(Excerpts from a detection dataset)
——————

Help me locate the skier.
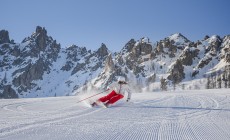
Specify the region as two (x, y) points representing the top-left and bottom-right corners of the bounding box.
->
(91, 77), (131, 107)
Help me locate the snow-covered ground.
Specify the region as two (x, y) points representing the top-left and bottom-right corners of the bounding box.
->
(0, 89), (230, 140)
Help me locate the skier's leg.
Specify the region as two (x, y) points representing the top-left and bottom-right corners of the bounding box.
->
(106, 94), (124, 105)
(98, 90), (117, 102)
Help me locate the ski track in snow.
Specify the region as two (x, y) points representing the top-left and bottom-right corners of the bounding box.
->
(0, 89), (230, 140)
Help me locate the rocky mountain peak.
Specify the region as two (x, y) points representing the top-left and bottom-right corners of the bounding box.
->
(96, 43), (109, 58)
(36, 26), (47, 36)
(168, 33), (190, 43)
(0, 30), (10, 44)
(105, 53), (115, 72)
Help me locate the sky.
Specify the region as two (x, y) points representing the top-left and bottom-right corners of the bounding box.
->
(0, 0), (230, 51)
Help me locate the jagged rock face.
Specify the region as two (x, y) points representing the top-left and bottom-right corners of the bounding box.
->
(0, 26), (60, 94)
(105, 54), (115, 72)
(0, 26), (230, 98)
(0, 85), (18, 99)
(179, 47), (199, 66)
(220, 35), (230, 63)
(168, 60), (185, 84)
(0, 30), (10, 44)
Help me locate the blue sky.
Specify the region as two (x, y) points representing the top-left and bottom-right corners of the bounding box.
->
(0, 0), (230, 51)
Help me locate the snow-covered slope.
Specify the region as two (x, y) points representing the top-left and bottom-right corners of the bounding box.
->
(0, 89), (230, 140)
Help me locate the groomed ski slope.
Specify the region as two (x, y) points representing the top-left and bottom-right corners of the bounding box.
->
(0, 89), (230, 140)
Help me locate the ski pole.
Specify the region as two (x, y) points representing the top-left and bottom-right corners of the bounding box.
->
(77, 89), (109, 103)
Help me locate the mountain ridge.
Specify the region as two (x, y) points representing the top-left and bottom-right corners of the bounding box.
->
(0, 26), (230, 98)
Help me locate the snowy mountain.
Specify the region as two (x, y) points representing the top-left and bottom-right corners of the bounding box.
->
(0, 26), (230, 98)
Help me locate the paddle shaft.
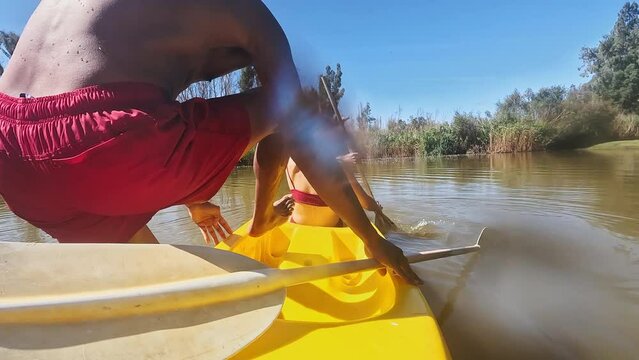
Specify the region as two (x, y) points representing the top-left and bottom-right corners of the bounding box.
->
(0, 242), (481, 324)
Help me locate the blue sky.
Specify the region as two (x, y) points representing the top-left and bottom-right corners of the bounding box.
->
(0, 0), (625, 120)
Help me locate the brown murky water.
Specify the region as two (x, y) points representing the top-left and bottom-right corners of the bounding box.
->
(0, 151), (639, 359)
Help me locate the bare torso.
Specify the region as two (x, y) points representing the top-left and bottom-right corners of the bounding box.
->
(0, 0), (251, 97)
(286, 159), (340, 226)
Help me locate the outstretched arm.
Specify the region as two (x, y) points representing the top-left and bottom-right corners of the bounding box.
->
(196, 0), (421, 284)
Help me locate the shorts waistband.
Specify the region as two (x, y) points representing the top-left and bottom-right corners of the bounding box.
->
(0, 82), (169, 121)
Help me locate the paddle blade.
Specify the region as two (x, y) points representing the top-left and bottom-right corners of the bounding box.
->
(0, 243), (285, 360)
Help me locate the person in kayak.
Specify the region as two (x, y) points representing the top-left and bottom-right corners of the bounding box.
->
(0, 0), (420, 283)
(286, 153), (382, 227)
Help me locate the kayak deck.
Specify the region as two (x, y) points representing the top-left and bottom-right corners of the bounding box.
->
(218, 223), (449, 359)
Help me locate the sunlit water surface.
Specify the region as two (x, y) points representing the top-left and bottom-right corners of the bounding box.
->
(0, 151), (639, 359)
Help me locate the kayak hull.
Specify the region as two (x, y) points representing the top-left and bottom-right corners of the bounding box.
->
(218, 223), (450, 359)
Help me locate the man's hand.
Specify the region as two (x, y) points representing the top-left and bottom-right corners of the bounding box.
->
(366, 237), (423, 285)
(186, 202), (233, 245)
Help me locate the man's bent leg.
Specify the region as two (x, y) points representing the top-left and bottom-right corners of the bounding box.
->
(249, 134), (293, 236)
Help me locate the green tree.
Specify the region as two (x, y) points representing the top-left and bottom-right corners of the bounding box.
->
(318, 63), (345, 114)
(356, 103), (377, 131)
(581, 1), (639, 112)
(238, 65), (260, 92)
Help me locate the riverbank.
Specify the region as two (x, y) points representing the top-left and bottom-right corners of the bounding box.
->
(588, 140), (639, 150)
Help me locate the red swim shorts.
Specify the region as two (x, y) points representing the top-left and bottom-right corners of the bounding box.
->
(0, 83), (250, 242)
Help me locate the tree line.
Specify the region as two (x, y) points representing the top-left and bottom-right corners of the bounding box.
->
(0, 1), (639, 164)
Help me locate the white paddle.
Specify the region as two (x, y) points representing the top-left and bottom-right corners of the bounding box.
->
(0, 229), (481, 359)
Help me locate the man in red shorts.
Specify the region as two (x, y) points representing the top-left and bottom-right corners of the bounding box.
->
(0, 0), (419, 283)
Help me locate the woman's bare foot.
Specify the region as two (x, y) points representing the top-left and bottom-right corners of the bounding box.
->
(249, 194), (295, 237)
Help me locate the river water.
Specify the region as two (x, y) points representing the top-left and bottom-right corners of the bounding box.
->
(0, 151), (639, 359)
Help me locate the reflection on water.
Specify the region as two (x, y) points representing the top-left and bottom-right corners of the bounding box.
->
(0, 151), (639, 359)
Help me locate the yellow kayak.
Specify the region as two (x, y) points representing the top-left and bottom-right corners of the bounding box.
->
(218, 223), (450, 360)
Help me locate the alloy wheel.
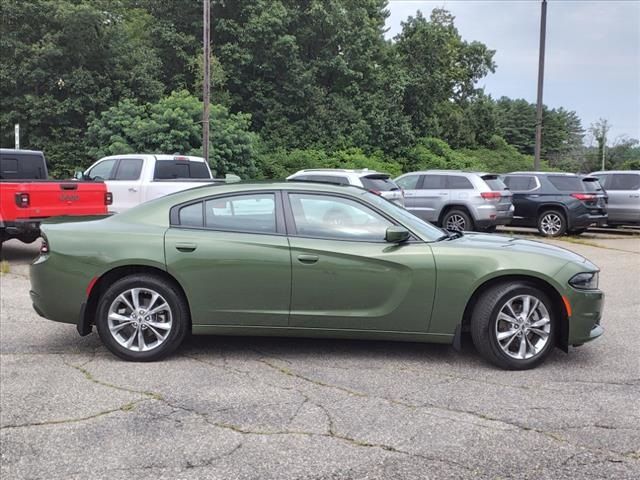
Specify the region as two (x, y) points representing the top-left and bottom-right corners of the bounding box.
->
(495, 295), (551, 360)
(107, 288), (173, 352)
(446, 214), (467, 232)
(540, 213), (562, 236)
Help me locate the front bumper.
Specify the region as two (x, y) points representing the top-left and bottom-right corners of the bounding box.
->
(567, 289), (604, 345)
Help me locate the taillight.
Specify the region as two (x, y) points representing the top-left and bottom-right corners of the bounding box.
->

——————

=== Exercise instructions ===
Arrange all of the items above as a Markdown table with two columns, Row for the row number and Item line for the line itself. Skip blank lines and leave the pictures out.

=== Task solution ===
| Row | Item line |
|---|---|
| 1 | Help me locate the skier. |
| 2 | Specify the region as two (x, y) points representing the top-left and bottom-right corners of the bounding box. |
| 3 | -> |
| 4 | (91, 77), (131, 107) |
| 5 | Help me locate the snow-covered ground. |
| 6 | Specify the region as two (x, y) points representing the top-left and bottom-right corners of the bounding box. |
| 7 | -> |
| 8 | (0, 89), (230, 140) |
| 9 | Help me locate the skier's leg. |
| 10 | Specify the region as two (x, y) points representing the top-left and bottom-right corners of the bounding box. |
| 11 | -> |
| 12 | (106, 94), (124, 105) |
| 13 | (98, 90), (117, 102) |
| 14 | Help me locate the ski track in snow. |
| 15 | Specify the region as two (x, y) points representing the top-left and bottom-right corners of the bounding box. |
| 16 | -> |
| 17 | (0, 89), (230, 140) |
| 18 | Help me locate the rocky mountain peak. |
| 19 | Specify the region as two (x, y) points representing the top-left and bottom-right corners of the bounding box. |
| 20 | -> |
| 21 | (96, 43), (109, 58) |
| 22 | (36, 26), (47, 36) |
| 23 | (168, 33), (190, 43) |
| 24 | (0, 30), (10, 44) |
| 25 | (105, 53), (115, 72) |
| 26 | Help me locate the sky. |
| 27 | Specify the region as two (x, y) points representing the top-left and bottom-right corners of the bounding box. |
| 28 | -> |
| 29 | (0, 0), (230, 51) |
| 30 | Help me locate the jagged rock face. |
| 31 | Specify the region as two (x, y) points representing the top-left and bottom-right corners of the bounding box. |
| 32 | -> |
| 33 | (0, 26), (60, 94) |
| 34 | (105, 54), (115, 72) |
| 35 | (0, 26), (230, 98) |
| 36 | (0, 85), (18, 99) |
| 37 | (179, 47), (199, 66) |
| 38 | (220, 35), (230, 63) |
| 39 | (168, 60), (185, 84) |
| 40 | (0, 30), (10, 44) |
| 41 | Help me locate the blue sky. |
| 42 | Specify the region as two (x, y) points representing the top-left and bottom-right corners of the bounding box. |
| 43 | -> |
| 44 | (0, 0), (230, 51) |
| 45 | Help me locate the snow-covered slope. |
| 46 | Specify the region as two (x, y) points representing the top-left and bottom-right corners of the bounding box. |
| 47 | -> |
| 48 | (0, 89), (230, 140) |
| 49 | Help me locate the groomed ski slope. |
| 50 | Specify the region as two (x, y) points representing the top-left and bottom-right corners of the bounding box. |
| 51 | -> |
| 52 | (0, 89), (230, 140) |
| 53 | Help me locate the ski pole. |
| 54 | Specify the region as two (x, y) points representing the top-left and bottom-right corners of the bounding box. |
| 55 | -> |
| 56 | (77, 89), (109, 103) |
| 57 | Help me locate the mountain ridge. |
| 58 | Specify the region as two (x, y) points representing the top-left and bottom-right corners of the bounding box. |
| 59 | -> |
| 60 | (0, 26), (230, 98) |
| 61 | Help me locate the snowy mountain. |
| 62 | Specify the region as two (x, y) points representing the top-left and bottom-right corners of the bounding box. |
| 63 | -> |
| 64 | (0, 26), (230, 98) |
| 65 | Help me locate the paddle shaft. |
| 66 | Specify the region as two (x, y) points representing the top-left and bottom-right corners of the bounding box. |
| 67 | -> |
| 68 | (0, 242), (481, 324) |
| 69 | Help me locate the blue sky. |
| 70 | Specify the region as two (x, y) points representing the top-left and bottom-right corners of the bounding box. |
| 71 | -> |
| 72 | (0, 0), (625, 120) |
| 73 | Help me locate the brown murky water. |
| 74 | Specify the region as two (x, y) points representing the top-left and bottom-right corners of the bounding box. |
| 75 | -> |
| 76 | (0, 151), (639, 359) |
| 77 | Help me locate the bare torso. |
| 78 | Specify the region as two (x, y) points representing the top-left and bottom-right corners of the bounding box. |
| 79 | -> |
| 80 | (0, 0), (251, 97) |
| 81 | (286, 159), (340, 226) |
| 82 | Help me locate the outstretched arm. |
| 83 | Specify the region as two (x, y) points representing the top-left and bottom-right corners of the bounding box. |
| 84 | -> |
| 85 | (196, 0), (421, 284) |
| 86 | Help me locate the shorts waistband. |
| 87 | Specify the region as two (x, y) points representing the top-left and bottom-right corners of the bounding box. |
| 88 | -> |
| 89 | (0, 82), (169, 121) |
| 90 | Help me locate the paddle blade. |
| 91 | Specify the region as two (x, y) points representing the top-left and bottom-right corners of the bounding box. |
| 92 | -> |
| 93 | (0, 243), (285, 360) |
| 94 | Help me locate the person in kayak. |
| 95 | Specify the region as two (x, y) points representing the top-left and bottom-right corners of the bounding box. |
| 96 | -> |
| 97 | (0, 0), (420, 283) |
| 98 | (286, 153), (382, 227) |
| 99 | Help me locate the kayak deck. |
| 100 | Specify the region as two (x, y) points representing the top-left and bottom-right corners of the bounding box. |
| 101 | -> |
| 102 | (218, 223), (449, 359) |
| 103 | Help me locate the sunlit water surface. |
| 104 | Specify the region as two (x, y) points representing the top-left and bottom-right corners of the bounding box. |
| 105 | -> |
| 106 | (0, 151), (639, 359) |
| 107 | Help me locate the kayak hull. |
| 108 | Specify the region as two (x, y) points representing the top-left and bottom-right corners of the bounding box. |
| 109 | -> |
| 110 | (218, 223), (450, 359) |
| 111 | Help me locate the man's hand. |
| 112 | Specify the region as two (x, y) points representing the top-left and bottom-right corners of the bounding box. |
| 113 | -> |
| 114 | (366, 237), (423, 285) |
| 115 | (186, 202), (233, 245) |
| 116 | Help me locate the man's bent leg. |
| 117 | Specify the region as two (x, y) points representing the top-left and bottom-right corners of the bounding box. |
| 118 | -> |
| 119 | (249, 134), (293, 236) |
| 120 | Help me locate the green tree. |
| 121 | Specify the region as two (x, y) points representing the top-left and bottom-right corners of the bounding box. |
| 122 | -> |
| 123 | (318, 63), (345, 114) |
| 124 | (356, 103), (377, 131) |
| 125 | (581, 1), (639, 112) |
| 126 | (238, 65), (260, 92) |
| 127 | Help me locate the riverbank. |
| 128 | Specify the region as two (x, y) points representing the top-left and bottom-right corners of the bounding box. |
| 129 | -> |
| 130 | (588, 140), (639, 150) |
| 131 | Help me locate the red swim shorts. |
| 132 | Specify the region as two (x, y) points representing the top-left and bottom-right corners of the bounding box. |
| 133 | -> |
| 134 | (0, 83), (250, 242) |
| 135 | Help me locate the tree line. |
| 136 | Specify the region as two (x, y) points representing the top-left and bottom-right corners of the bounding box. |
| 137 | -> |
| 138 | (0, 1), (639, 164) |
| 139 | Help me locate the white paddle. |
| 140 | Specify the region as two (x, y) points representing the top-left and bottom-right corners of the bounding box. |
| 141 | -> |
| 142 | (0, 229), (481, 359) |
| 143 | Help me locate the man in red shorts. |
| 144 | Specify the region as two (x, y) points representing the top-left and bottom-right corners of the bounding box. |
| 145 | -> |
| 146 | (0, 0), (419, 283) |
| 147 | Help me locate the woman's bare foot. |
| 148 | Specify the region as two (x, y) points representing the top-left and bottom-right corners of the bounding box. |
| 149 | -> |
| 150 | (249, 194), (295, 237) |
| 151 | Help me locate the river water. |
| 152 | Specify the region as two (x, y) points representing the top-left and bottom-right corners of the bounding box. |
| 153 | -> |
| 154 | (0, 151), (639, 359) |
| 155 | Help me locate the reflection on water. |
| 156 | Specify the region as two (x, y) points representing the top-left and bottom-right corners of the bounding box. |
| 157 | -> |
| 158 | (0, 151), (639, 359) |
| 159 | Help me locate the yellow kayak. |
| 160 | Specify the region as two (x, y) points representing the top-left and bottom-right corners of the bounding box. |
| 161 | -> |
| 162 | (218, 223), (450, 360) |
| 163 | Help me locate the alloy wheel. |
| 164 | Specify the region as two (x, y) points representing the top-left and bottom-right corners of the bounding box. |
| 165 | -> |
| 166 | (495, 295), (551, 360) |
| 167 | (107, 288), (173, 352) |
| 168 | (446, 214), (467, 232) |
| 169 | (540, 213), (562, 236) |
| 170 | Help me locate the front bumper. |
| 171 | Specify the region as two (x, y) points representing the top-left and bottom-right corners of the bounding box. |
| 172 | -> |
| 173 | (567, 289), (604, 345) |
| 174 | Help me locate the taillight. |
| 175 | Specify the region as two (x, y) points representing the top-left and bottom-right corners of the bounding box. |
| 176 | -> |